Anweisung 1 ▸ Gib den Abschnitt aus dem Forenthread über Multidomain-Zertifikate unter ISPConfig wortgetreu wieder, beginnend bei "Oder habe ich" und endend bei "keine Multi-Domain Zertifikate.".

Text ▸
# Multidomain Zertifikat unter ISPConfig



## mark.b (20. Apr. 2008)

Ist ISPConfig in der Lage, neben SSL für einzelne Webseiten auf eigenen IPs, auch mit einem Multidomain Zertifikat umzugehen ?

Laut ssl-faq gibt es Multidomain Zertifikate für eine IP:
Zitat: "Zudem erlauben neuere Apache- und IIS-Versionen abweichend vom SSL-Standard, mehrere SSL Seiten über eine IP-Adresse zu betreiben, sofern sie das gleiche Zertifikat verwenden."

Da diese Zertifikate einiges an Geld sparen, würden wir diese gern umsetzen.
Allerdings scheint das direkt unter ISPconfig nichts zu werden, da die Option SSL für eine Webseite nur einmal pro IP realisierbar ist.

Oder habe ich da einen Denkfehler ?

Danke
mb


----------



## Till (20. Apr. 2008)

Multidomain SSL Zertifikate werden noch nicht unterstützt. Soweit ich weiß unterstützen die aktuell mit den Linux Distributionen ausgelieferten Apaches auch noch keine Multi-Domain Zertifikate.

Du findest aber auf howtoforge.com ein Howto, wei man unter ispconfig mehrere Domains mit einem SSL Zertifikat laufen lassen kann.

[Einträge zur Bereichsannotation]
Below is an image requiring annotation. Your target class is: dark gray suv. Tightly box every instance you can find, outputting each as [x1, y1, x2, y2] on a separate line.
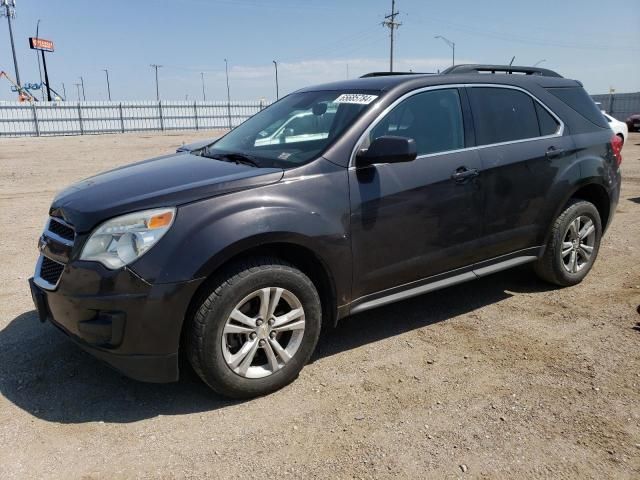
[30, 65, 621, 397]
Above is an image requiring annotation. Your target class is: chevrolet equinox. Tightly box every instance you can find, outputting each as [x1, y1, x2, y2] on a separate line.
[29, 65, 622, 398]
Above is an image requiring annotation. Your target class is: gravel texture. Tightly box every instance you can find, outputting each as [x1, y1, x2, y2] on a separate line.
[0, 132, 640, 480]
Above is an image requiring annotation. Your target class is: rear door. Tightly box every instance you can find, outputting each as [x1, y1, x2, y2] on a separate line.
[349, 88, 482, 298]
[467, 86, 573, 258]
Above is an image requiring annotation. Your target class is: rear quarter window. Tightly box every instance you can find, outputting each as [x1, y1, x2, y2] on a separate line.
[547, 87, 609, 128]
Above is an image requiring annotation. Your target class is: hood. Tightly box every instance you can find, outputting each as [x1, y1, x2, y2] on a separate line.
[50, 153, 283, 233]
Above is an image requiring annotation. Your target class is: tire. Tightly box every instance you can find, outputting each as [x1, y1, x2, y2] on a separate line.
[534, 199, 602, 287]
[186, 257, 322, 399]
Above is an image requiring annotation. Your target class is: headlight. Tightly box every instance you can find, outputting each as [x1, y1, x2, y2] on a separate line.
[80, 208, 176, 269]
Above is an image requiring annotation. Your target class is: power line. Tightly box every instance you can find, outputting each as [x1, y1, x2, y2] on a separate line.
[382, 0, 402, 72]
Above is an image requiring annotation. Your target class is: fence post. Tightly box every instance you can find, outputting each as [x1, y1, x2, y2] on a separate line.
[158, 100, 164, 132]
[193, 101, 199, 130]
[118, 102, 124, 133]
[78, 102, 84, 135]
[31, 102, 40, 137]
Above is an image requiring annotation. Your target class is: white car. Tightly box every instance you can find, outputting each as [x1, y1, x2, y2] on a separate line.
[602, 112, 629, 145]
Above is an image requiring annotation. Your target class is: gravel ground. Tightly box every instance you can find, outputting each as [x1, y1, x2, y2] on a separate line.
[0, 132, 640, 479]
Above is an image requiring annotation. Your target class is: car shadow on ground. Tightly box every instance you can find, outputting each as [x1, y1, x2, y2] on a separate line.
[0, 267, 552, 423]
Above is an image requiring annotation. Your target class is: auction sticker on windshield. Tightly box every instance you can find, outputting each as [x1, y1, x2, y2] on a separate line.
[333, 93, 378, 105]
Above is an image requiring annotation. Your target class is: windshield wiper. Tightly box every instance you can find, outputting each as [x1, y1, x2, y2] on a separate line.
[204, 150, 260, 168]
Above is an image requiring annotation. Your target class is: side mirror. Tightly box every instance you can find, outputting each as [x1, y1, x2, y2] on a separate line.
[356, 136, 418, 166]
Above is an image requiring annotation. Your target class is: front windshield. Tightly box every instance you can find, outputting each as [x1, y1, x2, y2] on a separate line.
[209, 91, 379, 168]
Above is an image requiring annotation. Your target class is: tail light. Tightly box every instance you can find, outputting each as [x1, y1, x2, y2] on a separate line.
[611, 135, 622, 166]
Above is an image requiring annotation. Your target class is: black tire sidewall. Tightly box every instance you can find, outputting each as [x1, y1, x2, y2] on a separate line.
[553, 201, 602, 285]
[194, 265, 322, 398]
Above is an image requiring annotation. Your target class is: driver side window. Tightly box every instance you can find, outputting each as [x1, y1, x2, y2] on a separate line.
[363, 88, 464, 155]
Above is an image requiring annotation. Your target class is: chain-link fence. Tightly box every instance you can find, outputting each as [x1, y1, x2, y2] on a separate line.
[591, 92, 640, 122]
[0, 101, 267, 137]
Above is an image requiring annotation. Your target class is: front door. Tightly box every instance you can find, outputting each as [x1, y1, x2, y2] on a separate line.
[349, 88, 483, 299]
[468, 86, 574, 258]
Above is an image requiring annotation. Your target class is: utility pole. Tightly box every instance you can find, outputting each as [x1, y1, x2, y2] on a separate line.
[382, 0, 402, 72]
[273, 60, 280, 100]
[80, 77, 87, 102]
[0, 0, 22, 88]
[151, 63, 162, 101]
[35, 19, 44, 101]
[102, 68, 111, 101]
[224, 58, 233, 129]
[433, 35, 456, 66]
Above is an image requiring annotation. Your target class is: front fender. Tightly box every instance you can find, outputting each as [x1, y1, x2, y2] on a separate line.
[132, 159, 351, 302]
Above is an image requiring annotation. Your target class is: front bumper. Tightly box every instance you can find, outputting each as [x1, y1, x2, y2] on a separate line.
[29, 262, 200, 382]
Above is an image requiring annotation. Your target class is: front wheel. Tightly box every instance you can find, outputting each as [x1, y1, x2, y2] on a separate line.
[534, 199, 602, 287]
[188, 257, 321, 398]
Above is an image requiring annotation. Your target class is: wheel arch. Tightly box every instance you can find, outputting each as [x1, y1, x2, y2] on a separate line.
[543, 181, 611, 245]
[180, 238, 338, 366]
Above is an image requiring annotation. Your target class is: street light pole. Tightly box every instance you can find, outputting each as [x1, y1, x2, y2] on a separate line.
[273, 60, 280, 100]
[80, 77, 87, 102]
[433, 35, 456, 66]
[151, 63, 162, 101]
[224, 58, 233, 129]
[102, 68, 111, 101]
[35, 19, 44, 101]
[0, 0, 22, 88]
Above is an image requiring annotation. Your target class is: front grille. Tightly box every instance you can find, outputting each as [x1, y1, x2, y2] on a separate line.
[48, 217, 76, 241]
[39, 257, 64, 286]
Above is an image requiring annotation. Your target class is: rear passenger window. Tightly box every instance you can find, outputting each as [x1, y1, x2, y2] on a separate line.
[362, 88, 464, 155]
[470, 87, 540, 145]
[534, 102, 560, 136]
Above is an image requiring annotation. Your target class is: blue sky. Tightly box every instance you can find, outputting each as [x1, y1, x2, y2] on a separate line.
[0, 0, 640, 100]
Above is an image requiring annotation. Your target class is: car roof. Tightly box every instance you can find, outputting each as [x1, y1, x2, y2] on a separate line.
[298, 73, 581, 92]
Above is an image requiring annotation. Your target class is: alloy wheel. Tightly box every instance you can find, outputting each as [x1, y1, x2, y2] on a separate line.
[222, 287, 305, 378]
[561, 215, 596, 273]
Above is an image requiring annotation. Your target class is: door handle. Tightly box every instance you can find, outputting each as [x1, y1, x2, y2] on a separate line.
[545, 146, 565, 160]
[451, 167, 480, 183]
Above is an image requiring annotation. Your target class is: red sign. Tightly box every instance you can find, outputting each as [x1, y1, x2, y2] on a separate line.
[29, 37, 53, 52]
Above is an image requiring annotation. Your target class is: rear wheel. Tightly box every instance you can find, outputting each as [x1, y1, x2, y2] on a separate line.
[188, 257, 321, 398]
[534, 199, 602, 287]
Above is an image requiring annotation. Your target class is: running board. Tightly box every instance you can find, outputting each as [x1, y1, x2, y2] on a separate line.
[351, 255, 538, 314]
---
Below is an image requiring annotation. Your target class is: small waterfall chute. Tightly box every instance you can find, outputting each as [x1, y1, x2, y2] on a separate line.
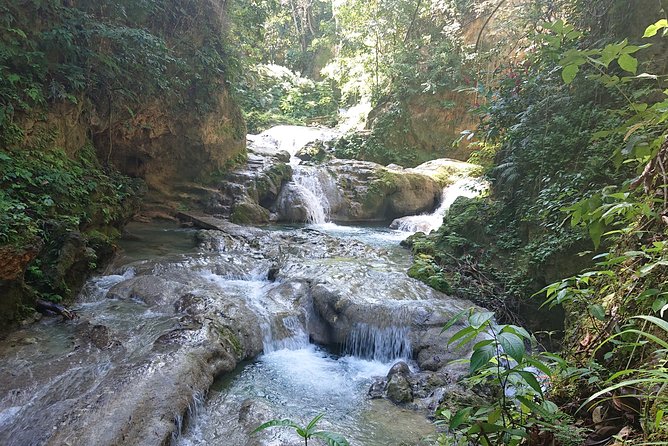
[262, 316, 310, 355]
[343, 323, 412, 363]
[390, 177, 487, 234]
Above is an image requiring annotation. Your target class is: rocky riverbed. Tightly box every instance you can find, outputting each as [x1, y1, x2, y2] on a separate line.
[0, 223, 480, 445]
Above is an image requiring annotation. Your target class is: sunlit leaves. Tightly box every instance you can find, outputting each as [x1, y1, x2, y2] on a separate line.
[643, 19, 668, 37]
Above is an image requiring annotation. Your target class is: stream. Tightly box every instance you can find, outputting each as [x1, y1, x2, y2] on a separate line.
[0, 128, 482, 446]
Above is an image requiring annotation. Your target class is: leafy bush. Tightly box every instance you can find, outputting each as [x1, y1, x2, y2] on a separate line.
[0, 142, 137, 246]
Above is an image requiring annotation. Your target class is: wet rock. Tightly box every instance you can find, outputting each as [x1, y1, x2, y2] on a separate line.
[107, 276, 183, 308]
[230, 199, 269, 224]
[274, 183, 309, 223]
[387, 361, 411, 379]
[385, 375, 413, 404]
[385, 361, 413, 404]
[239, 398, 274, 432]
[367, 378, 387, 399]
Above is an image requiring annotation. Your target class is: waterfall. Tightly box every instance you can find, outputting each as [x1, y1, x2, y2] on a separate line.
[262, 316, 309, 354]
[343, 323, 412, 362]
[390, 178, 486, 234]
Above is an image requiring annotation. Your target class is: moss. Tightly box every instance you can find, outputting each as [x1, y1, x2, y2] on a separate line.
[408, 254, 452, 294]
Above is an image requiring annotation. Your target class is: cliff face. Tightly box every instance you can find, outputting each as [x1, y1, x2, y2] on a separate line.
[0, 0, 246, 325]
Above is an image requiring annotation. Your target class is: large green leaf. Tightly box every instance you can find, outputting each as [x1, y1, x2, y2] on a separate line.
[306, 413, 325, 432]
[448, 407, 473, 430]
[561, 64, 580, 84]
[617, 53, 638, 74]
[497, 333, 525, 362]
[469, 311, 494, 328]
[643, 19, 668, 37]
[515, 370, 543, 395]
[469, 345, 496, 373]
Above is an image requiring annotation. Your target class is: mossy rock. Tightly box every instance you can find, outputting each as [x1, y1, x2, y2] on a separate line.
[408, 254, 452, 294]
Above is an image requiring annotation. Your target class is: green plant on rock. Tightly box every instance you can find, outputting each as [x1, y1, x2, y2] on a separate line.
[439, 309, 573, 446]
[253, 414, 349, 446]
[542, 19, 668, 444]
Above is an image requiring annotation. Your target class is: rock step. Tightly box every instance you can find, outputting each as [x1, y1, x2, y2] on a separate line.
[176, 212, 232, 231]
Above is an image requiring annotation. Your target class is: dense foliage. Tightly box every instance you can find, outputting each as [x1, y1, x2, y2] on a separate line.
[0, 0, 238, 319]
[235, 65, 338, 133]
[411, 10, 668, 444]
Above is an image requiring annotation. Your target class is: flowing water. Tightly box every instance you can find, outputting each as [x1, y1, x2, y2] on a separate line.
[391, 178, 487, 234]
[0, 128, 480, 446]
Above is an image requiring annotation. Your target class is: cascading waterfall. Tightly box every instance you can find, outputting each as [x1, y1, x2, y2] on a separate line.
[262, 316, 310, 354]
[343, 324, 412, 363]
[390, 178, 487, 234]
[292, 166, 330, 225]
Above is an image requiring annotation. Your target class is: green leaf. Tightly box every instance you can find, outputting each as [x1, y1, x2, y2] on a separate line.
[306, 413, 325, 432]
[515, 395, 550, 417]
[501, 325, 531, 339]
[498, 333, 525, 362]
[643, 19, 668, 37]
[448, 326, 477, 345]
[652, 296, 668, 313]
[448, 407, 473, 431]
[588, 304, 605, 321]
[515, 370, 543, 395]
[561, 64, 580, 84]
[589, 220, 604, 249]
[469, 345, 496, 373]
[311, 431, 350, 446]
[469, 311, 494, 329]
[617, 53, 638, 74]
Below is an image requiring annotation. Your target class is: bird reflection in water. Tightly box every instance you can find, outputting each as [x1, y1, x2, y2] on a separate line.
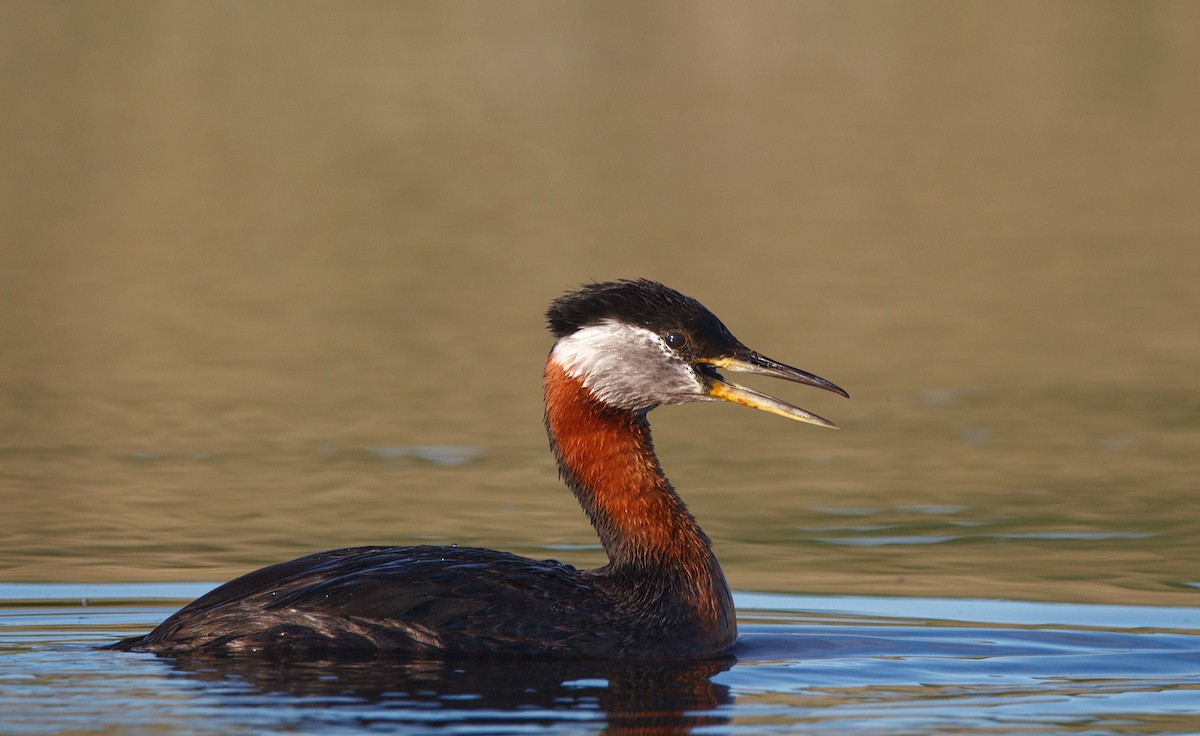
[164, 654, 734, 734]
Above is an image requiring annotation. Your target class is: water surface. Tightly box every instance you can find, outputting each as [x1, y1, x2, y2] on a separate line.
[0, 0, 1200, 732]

Anweisung 2 ▸ Stelle die Zeilen der Auflistung, beginnend mit der Zeile, die "class is: blue" enthält, und endend mit der Zeile, die "[298, 73, 581, 92]" enthält, als Markdown-Tabelle mit den Spalten "Nr." und "Zeile" dar. Lass Leerzeilen weg und gib nur diese Zeilen aus.

Ausgabe 1 ▸
Oder habe ich da einen Denkfehler ?

Danke
mb


----------



## Till (20. Apr. 2008)

Multidomain SSL Zertifikate werden noch nicht unterstützt. Soweit ich weiß unterstützen die aktuell mit den Linux Distributionen ausgelieferten Apaches auch noch keine Multi-Domain Zertifikate.

Ausgabe 2 ▸
| Nr. | Zeile |
|---|---|
| 1 | Above is an image requiring annotation. Your target class is: blue sky. Tightly box every instance you can find, outputting each as [x1, y1, x2, y2] on a separate line. |
| 2 | [0, 0, 640, 100] |
| 3 | Above is an image requiring annotation. Your target class is: car roof. Tightly box every instance you can find, outputting each as [x1, y1, x2, y2] on a separate line. |
| 4 | [298, 73, 581, 92] |